▸ 任务要求
把下面这篇讲 GBase 8c 分布式执行计划的学习笔记接着写下去，从它最后一行之后开始续写。

▸ 正文
━━━━━━━━

GBase 8c 学习笔记 010 —— GBase 8c 分布式执行计划

心有阳光 2023-03-30

827

GBase 8c 学习笔记 010 —— GBase 8c 分布式执行计划

SQL执行流程

解析器

词法分析： 从查询语句中识别出系统支持的关键字、标识符、操作符、终结符等。
语法分析： 根据SQL语言的标准定义语法规则，使用词法分析中产生的词去匹配语法规则，生成对应的抽象语法树。
语义分析： 对语法树进行有效性检查，检查语法树中对应的表、列、函数、表达式是否有对应的元数据，将抽象语法树转换为逻辑执行计划。

优化器

基于代价的查询优化（Cost Based Optimization，CBO） ：对SQL
语句所待选执行路径进行代价估算，从中选择代价最低的执行路径作为最终的执行计划。
基于机器学习的查询优化（AI Based Optimization，ABO） ：收集执行计划的特征信息，借助机器学习模型获得经验信息，进而对执行计划进行调优，获得最优的执行计划。

Explain——执行计划

Explain 语法将显示 SQL 语句所引用的表会采用什么样的扫描方式，如：简单的顺序扫描、索引扫描等。如果引用了多个表，执行计划还会显示用到的 JOIN 算法。基本语法与常用参数：

EXPLAIN [ ( option [, ...] ) ] statement;
where option can be:
ANALYZE [ boolean ] | ANALYSE [ boolean ] | -- 显示实际运行时间和其他统计数据
VERBOSE [ boolean ] | -- 显示额外的详细信息
COSTS [ boolean ] | -- 包括每个规划节点的估计总成本，以及估计的行数等信息
DETAIL [ boolean ] | -- 打印数据库节点的信息
TIMING [ boolean ] | -- 包括实际的启动时间和花费在输出节点上的时间信息
PLAN [ boolean ] | -- 是否将执行计划存储在plan_table中。
FORMAT { TEXT | XML | JSON | YAML } -- 指定输出格式。

分布式执行计划

分布式执行计划类型——LightProxy

LightProxy

执行计划只涉及一个DN节点，直接将 sql 语句发送到 dn 执行
单个DN即可完成结果的获取，常见于点查、精准查询场景。

--- 创建表
postgres=# create table t1 (
postgres(#      id1 int,
postgres(#      id2 int
postgres(#  )distribute by hash(id1);
CREATE TABLE
postgres=#
postgres=# \d+ t1;
                          Table "public.t1"

━━━━━━━━

▸ 所列条目
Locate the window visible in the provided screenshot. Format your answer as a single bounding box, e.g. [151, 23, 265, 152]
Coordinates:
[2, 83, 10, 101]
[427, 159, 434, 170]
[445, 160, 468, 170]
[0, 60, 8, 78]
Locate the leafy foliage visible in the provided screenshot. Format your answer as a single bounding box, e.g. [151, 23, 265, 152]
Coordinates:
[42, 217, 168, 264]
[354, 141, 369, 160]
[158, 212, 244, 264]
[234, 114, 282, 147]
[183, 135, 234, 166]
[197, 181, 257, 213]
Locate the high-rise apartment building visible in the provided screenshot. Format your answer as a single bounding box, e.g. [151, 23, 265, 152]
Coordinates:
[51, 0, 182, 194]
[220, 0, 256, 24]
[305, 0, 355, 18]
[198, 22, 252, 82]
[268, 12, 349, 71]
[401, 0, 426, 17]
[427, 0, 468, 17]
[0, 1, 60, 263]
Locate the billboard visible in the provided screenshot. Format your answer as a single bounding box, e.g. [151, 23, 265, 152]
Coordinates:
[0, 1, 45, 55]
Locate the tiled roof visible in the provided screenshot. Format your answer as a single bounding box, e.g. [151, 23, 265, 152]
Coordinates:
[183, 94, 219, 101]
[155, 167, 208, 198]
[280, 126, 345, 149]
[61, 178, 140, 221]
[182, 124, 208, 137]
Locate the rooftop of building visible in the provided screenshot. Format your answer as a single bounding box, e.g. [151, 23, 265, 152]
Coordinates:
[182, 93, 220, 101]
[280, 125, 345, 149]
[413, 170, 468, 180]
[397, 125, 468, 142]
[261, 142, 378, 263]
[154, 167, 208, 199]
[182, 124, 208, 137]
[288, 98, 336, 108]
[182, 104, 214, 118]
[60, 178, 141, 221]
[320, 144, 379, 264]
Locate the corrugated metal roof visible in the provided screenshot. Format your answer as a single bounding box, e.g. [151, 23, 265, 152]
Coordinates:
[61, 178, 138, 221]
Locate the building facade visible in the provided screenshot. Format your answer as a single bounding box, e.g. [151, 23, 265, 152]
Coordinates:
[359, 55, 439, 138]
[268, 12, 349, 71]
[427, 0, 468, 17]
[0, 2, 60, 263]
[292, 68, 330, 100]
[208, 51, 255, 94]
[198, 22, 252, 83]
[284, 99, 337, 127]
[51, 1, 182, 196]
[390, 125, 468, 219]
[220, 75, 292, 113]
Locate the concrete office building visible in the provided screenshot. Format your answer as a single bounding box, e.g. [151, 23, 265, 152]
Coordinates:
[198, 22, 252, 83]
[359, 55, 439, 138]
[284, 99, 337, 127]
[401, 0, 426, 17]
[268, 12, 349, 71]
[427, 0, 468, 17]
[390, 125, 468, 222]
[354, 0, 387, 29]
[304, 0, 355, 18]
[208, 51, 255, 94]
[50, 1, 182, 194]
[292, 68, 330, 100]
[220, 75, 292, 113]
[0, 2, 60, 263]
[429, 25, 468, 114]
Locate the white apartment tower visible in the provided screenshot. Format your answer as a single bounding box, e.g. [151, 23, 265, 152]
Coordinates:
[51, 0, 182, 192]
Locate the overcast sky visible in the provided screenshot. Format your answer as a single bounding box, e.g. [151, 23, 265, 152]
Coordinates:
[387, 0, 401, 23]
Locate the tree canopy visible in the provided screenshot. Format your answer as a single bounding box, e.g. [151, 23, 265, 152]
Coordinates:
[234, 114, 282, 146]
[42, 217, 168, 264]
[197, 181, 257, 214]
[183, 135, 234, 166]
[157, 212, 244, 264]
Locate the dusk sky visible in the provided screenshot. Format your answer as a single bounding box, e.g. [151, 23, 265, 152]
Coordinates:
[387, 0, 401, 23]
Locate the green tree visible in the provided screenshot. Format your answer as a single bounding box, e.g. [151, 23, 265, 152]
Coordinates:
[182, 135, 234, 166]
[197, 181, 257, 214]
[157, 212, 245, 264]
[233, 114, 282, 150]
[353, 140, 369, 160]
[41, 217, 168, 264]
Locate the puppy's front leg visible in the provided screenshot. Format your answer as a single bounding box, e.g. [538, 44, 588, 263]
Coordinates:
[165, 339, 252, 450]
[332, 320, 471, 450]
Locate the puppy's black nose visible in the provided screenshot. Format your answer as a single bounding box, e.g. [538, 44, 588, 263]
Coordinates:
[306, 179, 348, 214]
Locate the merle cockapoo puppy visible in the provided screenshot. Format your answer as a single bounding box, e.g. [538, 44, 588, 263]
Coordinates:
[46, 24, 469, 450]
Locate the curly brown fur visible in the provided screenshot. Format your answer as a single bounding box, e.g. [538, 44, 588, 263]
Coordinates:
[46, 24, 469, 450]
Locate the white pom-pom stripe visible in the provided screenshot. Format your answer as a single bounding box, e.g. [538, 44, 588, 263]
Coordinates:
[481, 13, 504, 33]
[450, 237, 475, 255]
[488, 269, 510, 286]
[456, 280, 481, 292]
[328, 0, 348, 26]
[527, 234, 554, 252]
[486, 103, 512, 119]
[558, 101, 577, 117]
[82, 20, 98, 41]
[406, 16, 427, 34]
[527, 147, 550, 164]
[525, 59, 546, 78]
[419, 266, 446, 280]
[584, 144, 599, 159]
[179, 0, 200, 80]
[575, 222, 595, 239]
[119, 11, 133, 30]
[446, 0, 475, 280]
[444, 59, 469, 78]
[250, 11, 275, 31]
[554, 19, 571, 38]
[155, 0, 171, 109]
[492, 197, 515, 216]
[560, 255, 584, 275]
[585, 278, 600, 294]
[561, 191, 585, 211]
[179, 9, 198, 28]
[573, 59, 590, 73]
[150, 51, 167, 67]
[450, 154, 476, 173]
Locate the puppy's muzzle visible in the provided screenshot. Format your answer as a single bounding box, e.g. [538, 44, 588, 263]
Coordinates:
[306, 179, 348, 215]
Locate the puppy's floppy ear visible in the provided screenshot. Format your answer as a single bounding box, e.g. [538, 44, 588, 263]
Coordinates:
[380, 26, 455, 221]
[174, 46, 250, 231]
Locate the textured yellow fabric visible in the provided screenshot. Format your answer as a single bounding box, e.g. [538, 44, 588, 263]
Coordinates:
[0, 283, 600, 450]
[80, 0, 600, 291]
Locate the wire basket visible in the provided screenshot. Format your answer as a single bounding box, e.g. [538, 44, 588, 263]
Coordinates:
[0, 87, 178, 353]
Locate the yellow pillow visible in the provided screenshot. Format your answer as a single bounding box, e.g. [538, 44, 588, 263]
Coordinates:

━━━━━━━━

▸ 本题结果
 Column |  Type   | Modifiers | Storage | Stats target | Description
--------+---------+-----------+---------+--------------+-------------
 id1    | integer |           | plain   |              |
 id2    | integer |           | plain   |              |
Has OIDs: no
Distribute By: HASH(id1)
Location Nodes: ALL DATANODES
Options: orientation=row, compression=no

--- 插入数据
postgres=# insert into t1 select generate_series(1,100),generate_series(1,100);
INSERT 0 100

--- 执行explain 
postgres=# explain analyze select * from t1 where id1 = 1;
                                          QUERY PLAN
-----------------------------------------------------------------------------------------------
 Data Node Scan  (cost=0.00..0.00 rows=1000 width=8) (actual time=0.500..0.500 rows=1 loops=1)
   Node/s: dn1
 Total runtime: 0.527 ms
(3 rows)

GBase 8c

分布式执行计划类型——FQS

FQS （Fast Query Shipping）

计划可以涉及多个DN节点，但在执行过程中，DN节点之间无数据交互；
FQS 会对 sql 进行适当重写，通过remote query执行；

--- 创建表t1,分布列为id1
postgres=# drop table if exists t1;
DROP TABLE
postgres=#  create table t1 (
postgres(#      id1 int,
postgres(#      id2 int
postgres(#  )distribute by hash(id1);
CREATE TABLE

 
--- 创建表t2,分布列为id1
drop table if exists t2;
postgres=# create table t2 (
postgres(#      id1 int,
postgres(#      id2 int
postgres(#  )distribute by hash(id1);
CREATE TABLE

postgres=# \d+ t1;
                          Table "public.t1"
 Column |  Type   | Modifiers | Storage | Stats target | Description
--------+---------+-----------+---------+--------------+-------------
 id1    | integer |           | plain   |              |
 id2    | integer |           | plain   |              |
Has OIDs: no
Distribute By: HASH(id1)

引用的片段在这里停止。